Across the records below, how many lines include the string "query"? Respond with the number only.

_ _ _ _ _ _ _

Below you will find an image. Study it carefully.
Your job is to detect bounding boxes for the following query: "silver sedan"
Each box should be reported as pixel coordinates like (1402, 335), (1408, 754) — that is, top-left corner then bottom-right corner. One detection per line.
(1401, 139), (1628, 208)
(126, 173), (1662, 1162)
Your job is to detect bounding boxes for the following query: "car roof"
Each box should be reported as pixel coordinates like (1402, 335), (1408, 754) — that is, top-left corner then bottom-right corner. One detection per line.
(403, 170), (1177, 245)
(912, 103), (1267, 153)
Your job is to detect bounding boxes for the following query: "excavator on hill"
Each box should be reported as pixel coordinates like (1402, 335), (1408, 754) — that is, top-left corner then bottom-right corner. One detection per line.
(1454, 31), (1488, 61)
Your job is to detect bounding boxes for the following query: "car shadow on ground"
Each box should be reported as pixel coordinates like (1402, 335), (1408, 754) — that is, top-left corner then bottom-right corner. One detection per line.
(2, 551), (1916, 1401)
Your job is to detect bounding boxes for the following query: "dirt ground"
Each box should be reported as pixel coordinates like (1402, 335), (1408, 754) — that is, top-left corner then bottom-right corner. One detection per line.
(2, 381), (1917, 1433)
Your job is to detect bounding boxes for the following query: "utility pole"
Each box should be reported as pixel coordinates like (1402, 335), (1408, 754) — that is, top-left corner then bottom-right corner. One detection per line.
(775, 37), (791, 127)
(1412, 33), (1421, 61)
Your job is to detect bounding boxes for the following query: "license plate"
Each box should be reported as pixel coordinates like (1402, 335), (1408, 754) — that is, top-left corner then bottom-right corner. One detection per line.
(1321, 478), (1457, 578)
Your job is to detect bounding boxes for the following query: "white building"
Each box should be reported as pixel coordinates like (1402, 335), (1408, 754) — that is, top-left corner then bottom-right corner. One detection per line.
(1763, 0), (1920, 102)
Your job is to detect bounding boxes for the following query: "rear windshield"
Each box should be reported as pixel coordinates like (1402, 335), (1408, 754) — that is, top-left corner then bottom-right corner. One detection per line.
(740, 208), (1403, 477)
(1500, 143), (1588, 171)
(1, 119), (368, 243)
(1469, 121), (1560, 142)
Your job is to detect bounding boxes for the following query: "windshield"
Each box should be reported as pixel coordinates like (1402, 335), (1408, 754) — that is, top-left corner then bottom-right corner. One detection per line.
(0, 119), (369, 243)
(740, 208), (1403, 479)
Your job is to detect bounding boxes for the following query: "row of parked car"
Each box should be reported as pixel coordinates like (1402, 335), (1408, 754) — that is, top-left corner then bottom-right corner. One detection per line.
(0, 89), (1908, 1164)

_ _ _ _ _ _ _

## ANSWER FOR THIS EXERCISE
11